§ **DIRECTIONS**:
Can you repeat the forum thread below on rewriting simplified radicals as a single square root, word for word and in full?

-- DOCUMENT EXTRACT start --

Question

reverse the process. Un-simplify the simplified radical form. Write as one number under the radicand

3sqrt2
-5Sqrt6
plus or minus24sqrt21

Answer 1

i guess you could write \(3\sqrt{2}=\sqrt{3^2\times 2}=\sqrt{9\times 2}=\sqrt{18}\)

Answer 2

how did u know to do that

Answer 3

what about the other ones do i do the same thing

Answer 4

@phi

Answer 5

\[ -5 \sqrt{6} \]
they want you to move the 5 (not the minus sign!) inside the square root
so first square the 5: write 5*5 and move this pair inside the square root
\[ -\sqrt{5*5*6} \]
notice that to undo this, we would find the pair 5*5, take them out of the square root and get \(-5\sqrt{6} \) . That is what you did in the earlier questions.

But back to this one. multiply the numbers inside to get the final answer:
\[ -\sqrt{150} \]

Answer 6

can you do the last one?

-- DOCUMENT EXTRACT end --
-- DATA SECTION start --

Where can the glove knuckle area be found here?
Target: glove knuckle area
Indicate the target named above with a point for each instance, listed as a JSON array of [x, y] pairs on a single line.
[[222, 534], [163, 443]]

-- DATA SECTION end --

§ **EXERCISE OUTPUT**:
Question

reverse the process. Un-simplify the simplified radical form. Write as one number under the radicand

3sqrt2
-5Sqrt6
plus or minus24sqrt21

Answer 1

i guess you could write \(3\sqrt{2}=\sqrt{3^2\times 2}=\sqrt{9\times 2}=\sqrt{18}\)

Answer 2

how did u know to do that

Answer 3

what about the other ones do i do the same thing

Answer 4

@phi

Answer 5

\[ -5 \sqrt{6} \]
they want you to move the 5 (not the minus sign!) inside the square root
so first square the 5: write 5*5 and move this pair inside the square root
\[ -\sqrt{5*5*6} \]
notice that to undo this, we would find the pair 5*5, take them out of the square root and get \(-5\sqrt{6} \) . That is what you did in the earlier questions.

But back to this one. multiply the numbers inside to get the final answer:
\[ -\sqrt{150} \]

Answer 6

can you do the last one?